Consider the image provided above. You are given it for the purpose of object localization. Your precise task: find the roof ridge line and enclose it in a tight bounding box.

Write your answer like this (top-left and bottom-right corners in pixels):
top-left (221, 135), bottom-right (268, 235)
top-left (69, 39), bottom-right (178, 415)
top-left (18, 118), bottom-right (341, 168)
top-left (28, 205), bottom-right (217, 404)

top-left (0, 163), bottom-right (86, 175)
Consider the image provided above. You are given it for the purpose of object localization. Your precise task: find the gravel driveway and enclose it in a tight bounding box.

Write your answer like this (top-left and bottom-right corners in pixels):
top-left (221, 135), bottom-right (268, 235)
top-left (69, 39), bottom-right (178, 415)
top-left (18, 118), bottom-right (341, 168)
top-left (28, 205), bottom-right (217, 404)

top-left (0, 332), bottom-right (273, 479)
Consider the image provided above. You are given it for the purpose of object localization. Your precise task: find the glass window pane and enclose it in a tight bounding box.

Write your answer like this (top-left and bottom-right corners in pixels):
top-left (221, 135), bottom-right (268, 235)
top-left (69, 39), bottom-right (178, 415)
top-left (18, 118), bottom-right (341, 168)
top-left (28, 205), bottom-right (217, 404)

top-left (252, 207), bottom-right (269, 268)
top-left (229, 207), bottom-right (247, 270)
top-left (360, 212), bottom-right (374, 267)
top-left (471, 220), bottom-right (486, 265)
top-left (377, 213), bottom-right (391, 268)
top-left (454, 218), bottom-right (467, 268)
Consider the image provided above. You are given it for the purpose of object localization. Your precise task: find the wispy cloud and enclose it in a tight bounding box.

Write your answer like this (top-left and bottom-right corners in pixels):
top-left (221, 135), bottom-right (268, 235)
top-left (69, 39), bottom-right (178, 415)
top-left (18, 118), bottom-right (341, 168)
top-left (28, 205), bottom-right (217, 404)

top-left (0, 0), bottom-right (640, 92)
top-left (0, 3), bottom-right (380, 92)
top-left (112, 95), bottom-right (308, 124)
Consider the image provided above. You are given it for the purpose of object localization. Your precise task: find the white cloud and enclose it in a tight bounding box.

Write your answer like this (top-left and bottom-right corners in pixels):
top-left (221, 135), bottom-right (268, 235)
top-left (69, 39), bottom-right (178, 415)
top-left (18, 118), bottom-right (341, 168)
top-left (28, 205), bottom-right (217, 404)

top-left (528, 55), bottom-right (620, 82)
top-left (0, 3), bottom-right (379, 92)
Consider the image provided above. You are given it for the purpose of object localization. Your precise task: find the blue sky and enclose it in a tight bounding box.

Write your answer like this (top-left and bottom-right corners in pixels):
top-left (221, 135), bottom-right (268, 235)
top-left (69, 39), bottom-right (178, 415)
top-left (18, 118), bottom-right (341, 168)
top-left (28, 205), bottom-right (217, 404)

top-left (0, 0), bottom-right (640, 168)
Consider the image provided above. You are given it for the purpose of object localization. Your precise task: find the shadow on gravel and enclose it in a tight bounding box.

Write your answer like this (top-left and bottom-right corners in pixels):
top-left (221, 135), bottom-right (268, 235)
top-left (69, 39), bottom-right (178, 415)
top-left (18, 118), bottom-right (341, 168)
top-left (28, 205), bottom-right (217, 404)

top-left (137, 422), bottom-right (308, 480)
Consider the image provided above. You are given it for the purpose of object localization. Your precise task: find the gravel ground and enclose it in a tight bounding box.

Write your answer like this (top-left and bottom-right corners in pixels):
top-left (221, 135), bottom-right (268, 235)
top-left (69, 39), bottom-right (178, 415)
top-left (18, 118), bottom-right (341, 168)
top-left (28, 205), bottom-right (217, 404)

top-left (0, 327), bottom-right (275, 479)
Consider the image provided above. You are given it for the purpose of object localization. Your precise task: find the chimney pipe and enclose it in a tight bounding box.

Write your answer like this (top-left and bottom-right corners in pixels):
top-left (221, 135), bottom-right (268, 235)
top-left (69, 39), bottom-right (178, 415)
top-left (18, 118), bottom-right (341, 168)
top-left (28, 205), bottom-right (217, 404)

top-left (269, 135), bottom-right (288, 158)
◆ ◆ ◆ ◆
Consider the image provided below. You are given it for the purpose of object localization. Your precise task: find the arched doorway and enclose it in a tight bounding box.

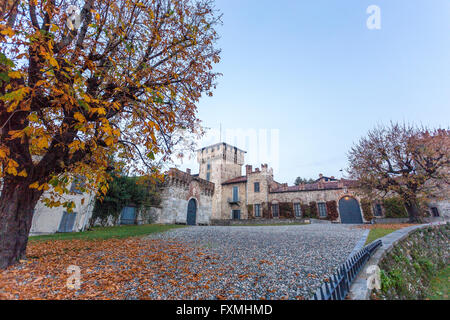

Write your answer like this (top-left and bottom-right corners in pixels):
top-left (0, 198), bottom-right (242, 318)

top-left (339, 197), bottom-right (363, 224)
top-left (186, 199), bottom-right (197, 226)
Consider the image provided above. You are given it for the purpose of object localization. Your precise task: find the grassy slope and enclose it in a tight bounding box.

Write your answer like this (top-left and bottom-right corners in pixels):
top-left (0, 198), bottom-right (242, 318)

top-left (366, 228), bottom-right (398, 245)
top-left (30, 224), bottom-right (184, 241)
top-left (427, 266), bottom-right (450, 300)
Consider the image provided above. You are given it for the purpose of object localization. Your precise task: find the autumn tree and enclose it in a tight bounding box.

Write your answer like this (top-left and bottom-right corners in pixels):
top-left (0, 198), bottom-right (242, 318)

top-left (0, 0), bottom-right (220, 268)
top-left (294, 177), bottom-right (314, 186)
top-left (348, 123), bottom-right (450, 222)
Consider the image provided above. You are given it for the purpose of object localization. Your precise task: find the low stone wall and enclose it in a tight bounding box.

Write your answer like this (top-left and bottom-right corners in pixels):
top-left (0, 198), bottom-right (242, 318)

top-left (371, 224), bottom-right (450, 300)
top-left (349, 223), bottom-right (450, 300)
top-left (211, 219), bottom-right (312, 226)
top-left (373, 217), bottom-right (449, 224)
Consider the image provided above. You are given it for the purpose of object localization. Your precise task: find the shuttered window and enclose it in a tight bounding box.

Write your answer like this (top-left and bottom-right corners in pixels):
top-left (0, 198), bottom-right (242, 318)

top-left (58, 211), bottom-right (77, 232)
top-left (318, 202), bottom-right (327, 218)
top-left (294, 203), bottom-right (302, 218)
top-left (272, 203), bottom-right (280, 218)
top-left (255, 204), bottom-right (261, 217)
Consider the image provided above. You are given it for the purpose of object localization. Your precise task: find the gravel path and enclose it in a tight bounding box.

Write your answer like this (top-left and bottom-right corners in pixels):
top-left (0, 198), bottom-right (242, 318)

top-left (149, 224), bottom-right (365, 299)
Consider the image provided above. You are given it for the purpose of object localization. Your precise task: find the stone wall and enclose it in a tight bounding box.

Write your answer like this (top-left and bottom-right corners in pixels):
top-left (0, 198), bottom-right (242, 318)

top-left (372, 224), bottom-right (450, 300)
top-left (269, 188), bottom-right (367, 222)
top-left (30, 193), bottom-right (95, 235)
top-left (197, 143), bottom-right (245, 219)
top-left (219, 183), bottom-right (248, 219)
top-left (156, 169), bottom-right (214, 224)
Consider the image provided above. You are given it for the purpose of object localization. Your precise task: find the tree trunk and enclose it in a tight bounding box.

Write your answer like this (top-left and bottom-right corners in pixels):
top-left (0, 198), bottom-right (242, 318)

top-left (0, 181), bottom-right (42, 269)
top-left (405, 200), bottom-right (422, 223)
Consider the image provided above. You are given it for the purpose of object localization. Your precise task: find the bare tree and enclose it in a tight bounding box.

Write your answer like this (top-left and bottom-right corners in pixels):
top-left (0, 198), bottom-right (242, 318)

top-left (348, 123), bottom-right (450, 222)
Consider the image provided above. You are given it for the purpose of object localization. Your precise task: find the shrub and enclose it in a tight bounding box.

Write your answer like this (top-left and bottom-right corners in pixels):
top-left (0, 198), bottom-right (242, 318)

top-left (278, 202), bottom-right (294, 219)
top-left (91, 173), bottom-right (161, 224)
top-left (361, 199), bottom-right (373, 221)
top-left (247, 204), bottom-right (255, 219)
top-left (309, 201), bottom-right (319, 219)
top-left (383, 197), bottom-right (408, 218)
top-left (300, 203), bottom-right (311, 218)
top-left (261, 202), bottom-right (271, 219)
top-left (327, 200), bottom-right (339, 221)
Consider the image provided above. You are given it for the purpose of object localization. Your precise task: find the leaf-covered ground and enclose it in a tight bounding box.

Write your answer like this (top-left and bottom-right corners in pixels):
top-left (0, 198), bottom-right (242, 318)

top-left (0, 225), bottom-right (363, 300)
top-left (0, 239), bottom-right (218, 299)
◆ ◆ ◆ ◆
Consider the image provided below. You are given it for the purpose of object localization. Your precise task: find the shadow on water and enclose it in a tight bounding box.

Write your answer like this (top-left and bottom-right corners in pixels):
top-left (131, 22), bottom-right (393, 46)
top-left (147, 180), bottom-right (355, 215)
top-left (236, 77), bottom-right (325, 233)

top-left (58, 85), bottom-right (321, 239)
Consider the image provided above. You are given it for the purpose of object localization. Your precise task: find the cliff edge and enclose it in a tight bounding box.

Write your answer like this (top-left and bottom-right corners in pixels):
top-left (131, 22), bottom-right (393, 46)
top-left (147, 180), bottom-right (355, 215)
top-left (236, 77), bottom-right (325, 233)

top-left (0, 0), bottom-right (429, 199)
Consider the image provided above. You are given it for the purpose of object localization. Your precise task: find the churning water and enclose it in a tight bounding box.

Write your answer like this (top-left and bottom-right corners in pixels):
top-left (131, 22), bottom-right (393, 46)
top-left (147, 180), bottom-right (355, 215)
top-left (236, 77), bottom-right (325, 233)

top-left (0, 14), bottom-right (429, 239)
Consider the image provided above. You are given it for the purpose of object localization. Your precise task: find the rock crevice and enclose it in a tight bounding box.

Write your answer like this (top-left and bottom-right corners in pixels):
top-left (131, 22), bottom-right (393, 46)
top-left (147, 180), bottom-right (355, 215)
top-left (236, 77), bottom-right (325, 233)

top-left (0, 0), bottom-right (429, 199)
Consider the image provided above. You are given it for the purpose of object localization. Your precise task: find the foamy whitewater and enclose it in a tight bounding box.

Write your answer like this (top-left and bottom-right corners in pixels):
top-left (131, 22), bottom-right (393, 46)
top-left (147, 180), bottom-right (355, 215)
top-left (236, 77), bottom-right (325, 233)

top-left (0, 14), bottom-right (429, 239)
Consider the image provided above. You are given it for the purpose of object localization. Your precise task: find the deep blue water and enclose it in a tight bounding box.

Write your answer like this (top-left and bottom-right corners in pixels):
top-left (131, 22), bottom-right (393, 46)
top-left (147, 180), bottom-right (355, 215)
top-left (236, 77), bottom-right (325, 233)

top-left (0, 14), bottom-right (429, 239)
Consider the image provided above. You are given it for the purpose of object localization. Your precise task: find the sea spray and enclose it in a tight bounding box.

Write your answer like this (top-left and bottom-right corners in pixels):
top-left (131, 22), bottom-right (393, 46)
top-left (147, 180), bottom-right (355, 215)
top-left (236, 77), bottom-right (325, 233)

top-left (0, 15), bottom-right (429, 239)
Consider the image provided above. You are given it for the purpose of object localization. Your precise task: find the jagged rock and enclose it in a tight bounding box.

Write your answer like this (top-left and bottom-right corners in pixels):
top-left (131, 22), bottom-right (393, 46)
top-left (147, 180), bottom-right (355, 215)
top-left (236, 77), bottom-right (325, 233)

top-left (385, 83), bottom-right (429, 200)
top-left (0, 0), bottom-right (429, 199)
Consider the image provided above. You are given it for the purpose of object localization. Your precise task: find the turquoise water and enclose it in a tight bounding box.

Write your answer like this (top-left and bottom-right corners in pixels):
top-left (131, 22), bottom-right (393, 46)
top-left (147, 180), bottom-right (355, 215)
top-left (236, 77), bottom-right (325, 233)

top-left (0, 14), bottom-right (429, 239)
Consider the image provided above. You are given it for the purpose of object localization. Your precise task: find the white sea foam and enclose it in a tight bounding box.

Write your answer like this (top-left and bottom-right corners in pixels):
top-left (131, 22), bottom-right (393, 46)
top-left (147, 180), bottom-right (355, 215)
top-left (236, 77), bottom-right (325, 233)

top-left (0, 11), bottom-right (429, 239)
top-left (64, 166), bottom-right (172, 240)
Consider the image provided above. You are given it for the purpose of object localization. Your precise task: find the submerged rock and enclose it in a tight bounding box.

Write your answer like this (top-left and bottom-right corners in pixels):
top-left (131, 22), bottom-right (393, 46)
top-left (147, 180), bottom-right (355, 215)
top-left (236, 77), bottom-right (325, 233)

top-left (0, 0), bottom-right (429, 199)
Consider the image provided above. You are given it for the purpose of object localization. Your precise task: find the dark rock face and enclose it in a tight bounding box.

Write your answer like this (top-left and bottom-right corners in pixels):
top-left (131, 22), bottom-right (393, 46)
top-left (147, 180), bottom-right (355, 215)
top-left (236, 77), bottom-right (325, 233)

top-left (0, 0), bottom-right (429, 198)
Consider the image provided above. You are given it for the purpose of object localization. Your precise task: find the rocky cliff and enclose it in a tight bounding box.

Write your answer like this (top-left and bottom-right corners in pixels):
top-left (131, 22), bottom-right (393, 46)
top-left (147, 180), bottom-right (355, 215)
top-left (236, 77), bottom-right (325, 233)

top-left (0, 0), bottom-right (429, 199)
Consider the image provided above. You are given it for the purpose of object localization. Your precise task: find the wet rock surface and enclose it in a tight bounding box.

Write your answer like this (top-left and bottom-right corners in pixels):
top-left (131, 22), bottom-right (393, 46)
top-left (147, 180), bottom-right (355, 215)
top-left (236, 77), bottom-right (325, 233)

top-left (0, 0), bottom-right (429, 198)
◆ ◆ ◆ ◆
(WHAT THIS TASK INVOLVES) List the lines from the line with "find the roof" to the line with "top-left (0, 163), bottom-right (86, 175)", inclusive, as a numbered list, leaving out blank lines.

(RIGHT ANSWER)
1. Consider the image provided above. You are given it for the purpose of object localization. Your precise task: find the roof ridge line and enclose it in a tight bounding box.
2. Write your answer like this (top-left and bottom-right corners in pixels):
3. top-left (221, 135), bottom-right (268, 235)
4. top-left (69, 39), bottom-right (178, 415)
5. top-left (18, 118), bottom-right (341, 168)
6. top-left (28, 205), bottom-right (217, 404)
7. top-left (0, 163), bottom-right (86, 175)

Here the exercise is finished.